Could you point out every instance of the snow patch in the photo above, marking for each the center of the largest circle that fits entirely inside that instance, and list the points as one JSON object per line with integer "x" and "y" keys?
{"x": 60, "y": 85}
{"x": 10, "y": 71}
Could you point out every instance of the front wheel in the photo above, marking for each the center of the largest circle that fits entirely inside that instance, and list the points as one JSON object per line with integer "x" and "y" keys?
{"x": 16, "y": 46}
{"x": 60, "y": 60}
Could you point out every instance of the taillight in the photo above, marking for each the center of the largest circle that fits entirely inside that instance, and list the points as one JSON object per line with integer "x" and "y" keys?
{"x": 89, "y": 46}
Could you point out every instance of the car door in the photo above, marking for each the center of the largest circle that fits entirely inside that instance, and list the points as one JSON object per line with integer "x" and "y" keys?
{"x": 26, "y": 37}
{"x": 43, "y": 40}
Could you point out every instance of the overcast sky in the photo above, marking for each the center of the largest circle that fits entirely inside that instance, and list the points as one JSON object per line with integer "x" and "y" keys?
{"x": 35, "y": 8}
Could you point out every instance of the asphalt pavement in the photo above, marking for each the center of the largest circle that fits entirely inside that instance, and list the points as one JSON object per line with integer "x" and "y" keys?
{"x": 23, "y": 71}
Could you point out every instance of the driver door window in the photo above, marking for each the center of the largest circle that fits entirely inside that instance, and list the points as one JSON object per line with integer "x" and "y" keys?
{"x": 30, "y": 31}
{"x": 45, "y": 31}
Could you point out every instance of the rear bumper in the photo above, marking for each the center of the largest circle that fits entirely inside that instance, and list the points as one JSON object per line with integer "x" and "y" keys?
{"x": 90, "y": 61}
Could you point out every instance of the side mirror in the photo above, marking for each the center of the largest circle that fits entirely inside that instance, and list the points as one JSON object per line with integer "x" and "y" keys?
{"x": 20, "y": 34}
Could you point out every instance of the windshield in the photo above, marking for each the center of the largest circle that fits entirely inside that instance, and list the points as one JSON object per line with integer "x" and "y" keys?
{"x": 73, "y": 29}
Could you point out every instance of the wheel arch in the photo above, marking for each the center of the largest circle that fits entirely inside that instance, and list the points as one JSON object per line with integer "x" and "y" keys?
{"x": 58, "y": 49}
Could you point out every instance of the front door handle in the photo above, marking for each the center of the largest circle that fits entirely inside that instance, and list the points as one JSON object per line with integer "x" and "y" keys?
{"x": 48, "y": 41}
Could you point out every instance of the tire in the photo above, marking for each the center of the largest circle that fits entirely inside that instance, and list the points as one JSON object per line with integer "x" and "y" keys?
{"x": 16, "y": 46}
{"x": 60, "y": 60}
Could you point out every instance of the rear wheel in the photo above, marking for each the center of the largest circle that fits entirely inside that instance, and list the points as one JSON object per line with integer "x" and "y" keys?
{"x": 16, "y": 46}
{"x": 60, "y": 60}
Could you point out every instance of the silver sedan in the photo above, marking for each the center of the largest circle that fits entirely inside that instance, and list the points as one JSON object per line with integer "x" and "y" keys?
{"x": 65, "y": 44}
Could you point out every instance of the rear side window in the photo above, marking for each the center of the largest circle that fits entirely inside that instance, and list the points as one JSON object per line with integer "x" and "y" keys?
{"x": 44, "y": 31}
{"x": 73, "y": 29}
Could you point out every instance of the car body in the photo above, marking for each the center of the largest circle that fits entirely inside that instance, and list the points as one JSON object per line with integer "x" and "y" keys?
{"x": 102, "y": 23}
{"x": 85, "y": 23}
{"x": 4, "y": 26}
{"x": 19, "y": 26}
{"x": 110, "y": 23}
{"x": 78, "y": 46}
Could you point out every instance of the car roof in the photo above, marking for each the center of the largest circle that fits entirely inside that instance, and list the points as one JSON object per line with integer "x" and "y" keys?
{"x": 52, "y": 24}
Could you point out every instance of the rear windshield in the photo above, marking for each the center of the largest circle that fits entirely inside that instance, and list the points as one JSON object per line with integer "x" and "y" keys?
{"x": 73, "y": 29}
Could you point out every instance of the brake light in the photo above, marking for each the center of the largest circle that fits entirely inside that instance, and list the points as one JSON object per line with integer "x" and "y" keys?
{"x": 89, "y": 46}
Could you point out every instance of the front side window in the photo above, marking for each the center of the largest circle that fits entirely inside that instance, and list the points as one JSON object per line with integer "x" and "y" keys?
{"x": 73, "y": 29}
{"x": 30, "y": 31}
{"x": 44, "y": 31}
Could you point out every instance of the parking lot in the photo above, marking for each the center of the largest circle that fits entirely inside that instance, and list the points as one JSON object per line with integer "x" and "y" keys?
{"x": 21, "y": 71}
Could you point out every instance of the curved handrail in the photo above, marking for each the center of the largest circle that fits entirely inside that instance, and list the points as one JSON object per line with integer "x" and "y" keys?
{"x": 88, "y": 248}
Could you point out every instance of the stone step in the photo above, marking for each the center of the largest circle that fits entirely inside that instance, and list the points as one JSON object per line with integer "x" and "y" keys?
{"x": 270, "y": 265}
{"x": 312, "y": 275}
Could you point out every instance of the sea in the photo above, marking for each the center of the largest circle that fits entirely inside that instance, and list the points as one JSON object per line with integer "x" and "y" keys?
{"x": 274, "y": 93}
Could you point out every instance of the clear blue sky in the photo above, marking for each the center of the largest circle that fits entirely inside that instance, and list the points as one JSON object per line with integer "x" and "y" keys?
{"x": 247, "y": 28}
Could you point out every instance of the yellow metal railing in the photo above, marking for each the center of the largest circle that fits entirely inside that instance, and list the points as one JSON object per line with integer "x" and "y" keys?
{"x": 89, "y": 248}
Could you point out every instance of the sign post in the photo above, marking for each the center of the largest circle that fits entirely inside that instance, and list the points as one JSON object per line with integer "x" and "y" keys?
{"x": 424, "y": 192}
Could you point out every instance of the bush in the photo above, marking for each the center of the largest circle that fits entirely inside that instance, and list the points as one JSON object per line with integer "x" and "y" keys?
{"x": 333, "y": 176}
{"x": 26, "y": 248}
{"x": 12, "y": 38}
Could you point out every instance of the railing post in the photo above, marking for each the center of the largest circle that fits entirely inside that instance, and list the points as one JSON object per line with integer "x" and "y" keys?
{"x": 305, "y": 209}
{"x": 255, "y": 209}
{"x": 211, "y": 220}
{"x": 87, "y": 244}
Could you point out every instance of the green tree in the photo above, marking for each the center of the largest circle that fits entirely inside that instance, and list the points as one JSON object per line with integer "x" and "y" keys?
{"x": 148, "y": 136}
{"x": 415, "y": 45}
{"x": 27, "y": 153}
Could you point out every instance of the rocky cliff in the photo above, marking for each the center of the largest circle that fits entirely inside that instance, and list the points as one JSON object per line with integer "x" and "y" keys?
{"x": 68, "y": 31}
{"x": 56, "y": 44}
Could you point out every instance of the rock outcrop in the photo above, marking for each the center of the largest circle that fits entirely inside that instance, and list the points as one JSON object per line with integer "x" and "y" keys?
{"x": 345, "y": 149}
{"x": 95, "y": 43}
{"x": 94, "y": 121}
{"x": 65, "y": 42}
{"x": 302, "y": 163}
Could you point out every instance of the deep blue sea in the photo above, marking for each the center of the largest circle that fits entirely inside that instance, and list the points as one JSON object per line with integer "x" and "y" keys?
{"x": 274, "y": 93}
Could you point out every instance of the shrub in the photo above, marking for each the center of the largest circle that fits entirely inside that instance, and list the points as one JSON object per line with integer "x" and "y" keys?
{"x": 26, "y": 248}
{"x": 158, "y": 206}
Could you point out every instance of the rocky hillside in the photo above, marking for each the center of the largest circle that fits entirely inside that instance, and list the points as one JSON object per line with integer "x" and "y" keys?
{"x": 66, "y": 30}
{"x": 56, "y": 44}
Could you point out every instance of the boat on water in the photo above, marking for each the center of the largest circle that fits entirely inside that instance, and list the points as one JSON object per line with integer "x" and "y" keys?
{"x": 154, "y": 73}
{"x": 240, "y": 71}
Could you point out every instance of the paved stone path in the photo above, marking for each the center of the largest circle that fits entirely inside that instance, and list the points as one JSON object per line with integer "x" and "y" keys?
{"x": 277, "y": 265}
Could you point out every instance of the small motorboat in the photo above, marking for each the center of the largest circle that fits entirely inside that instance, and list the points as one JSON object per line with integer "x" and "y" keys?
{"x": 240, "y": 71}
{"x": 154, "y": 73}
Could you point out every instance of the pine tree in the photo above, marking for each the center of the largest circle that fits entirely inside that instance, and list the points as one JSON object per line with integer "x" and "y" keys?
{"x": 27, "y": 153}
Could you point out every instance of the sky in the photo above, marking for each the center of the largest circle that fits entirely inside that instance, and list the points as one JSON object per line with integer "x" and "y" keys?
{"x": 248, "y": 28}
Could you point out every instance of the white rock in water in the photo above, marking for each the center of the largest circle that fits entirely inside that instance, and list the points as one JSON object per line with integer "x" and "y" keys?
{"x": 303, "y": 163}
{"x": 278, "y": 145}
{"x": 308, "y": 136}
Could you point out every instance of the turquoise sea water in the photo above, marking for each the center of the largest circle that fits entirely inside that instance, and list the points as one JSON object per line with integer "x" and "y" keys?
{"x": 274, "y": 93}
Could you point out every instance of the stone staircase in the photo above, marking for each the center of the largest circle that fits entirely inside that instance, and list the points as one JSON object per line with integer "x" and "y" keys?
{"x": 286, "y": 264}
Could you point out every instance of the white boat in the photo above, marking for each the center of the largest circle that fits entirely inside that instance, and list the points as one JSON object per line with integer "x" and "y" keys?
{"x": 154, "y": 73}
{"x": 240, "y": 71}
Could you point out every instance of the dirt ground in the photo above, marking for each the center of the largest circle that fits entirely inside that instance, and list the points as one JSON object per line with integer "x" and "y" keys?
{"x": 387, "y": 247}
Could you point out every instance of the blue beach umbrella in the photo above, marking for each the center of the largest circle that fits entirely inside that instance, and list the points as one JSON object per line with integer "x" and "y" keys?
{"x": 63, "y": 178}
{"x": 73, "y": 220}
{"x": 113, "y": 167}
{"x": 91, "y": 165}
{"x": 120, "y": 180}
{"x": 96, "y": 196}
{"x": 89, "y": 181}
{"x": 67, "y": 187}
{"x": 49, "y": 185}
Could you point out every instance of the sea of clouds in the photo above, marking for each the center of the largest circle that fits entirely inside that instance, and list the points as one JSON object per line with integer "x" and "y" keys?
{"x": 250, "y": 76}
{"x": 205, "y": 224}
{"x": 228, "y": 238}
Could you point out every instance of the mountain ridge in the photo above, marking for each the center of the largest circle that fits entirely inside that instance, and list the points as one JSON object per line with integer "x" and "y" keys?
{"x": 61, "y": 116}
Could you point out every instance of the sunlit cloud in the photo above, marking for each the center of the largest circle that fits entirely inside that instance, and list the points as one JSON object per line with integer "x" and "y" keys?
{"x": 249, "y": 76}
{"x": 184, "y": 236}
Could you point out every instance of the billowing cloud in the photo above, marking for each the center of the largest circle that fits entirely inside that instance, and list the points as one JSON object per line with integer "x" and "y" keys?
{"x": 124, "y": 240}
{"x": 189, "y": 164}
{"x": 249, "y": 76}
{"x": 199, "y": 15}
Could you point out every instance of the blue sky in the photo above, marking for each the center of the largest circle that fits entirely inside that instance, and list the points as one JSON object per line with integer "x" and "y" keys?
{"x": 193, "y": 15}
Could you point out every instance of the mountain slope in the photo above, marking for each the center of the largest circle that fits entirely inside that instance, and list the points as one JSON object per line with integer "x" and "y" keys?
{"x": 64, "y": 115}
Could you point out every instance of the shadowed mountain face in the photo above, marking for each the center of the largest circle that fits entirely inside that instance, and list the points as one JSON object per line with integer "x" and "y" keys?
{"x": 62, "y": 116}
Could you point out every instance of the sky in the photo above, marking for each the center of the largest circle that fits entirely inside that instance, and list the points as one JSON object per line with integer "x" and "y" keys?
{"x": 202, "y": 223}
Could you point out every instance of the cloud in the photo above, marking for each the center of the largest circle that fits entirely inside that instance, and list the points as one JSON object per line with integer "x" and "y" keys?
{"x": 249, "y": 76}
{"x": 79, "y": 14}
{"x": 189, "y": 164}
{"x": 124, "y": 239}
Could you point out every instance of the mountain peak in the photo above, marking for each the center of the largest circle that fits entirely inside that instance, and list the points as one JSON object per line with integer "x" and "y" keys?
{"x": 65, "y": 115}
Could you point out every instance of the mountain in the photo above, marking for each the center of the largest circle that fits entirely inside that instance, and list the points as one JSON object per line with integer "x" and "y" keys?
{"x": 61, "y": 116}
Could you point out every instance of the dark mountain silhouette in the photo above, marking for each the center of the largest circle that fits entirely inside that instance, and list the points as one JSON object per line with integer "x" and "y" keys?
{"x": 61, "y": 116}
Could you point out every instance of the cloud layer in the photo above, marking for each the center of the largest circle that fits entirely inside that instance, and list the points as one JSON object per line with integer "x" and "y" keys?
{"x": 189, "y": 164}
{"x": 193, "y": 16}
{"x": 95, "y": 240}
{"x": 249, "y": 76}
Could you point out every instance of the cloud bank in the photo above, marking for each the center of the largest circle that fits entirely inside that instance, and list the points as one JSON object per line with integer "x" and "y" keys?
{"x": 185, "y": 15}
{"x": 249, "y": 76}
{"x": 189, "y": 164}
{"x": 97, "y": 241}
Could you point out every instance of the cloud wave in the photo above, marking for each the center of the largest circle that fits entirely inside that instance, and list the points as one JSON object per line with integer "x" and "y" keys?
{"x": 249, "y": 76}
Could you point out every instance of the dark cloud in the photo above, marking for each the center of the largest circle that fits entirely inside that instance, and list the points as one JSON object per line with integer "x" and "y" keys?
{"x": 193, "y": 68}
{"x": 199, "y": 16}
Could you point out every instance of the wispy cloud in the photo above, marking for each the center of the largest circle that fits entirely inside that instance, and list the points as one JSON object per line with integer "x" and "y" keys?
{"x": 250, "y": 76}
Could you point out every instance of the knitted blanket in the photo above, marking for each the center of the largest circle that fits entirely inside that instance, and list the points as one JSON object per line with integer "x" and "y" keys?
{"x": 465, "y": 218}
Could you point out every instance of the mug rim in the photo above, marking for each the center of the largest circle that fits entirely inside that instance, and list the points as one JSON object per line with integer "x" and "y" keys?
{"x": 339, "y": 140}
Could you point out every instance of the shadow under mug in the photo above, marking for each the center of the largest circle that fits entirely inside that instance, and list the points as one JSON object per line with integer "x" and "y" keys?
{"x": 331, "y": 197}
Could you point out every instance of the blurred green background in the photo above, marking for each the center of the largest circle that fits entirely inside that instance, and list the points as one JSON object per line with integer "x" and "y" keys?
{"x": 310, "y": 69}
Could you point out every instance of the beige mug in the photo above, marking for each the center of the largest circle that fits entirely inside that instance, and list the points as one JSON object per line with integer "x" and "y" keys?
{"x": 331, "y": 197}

+++

Take every line from the one containing "Could you point out every instance of the blurred" to the end of the listing and output it exactly, with nothing else.

Could you point out every instance of the blurred green background in the photo above, marking for each the center of the largest circle that fits entirely inside that instance, and list the points as one JSON object per line with integer "x" and "y" keys?
{"x": 310, "y": 69}
Could you point out every instance of the beige mug in the photo above, marking for each the center of the largest circle that fits entirely inside that instance, and list the points as one JSON object per line with integer "x" and "y" keys?
{"x": 331, "y": 197}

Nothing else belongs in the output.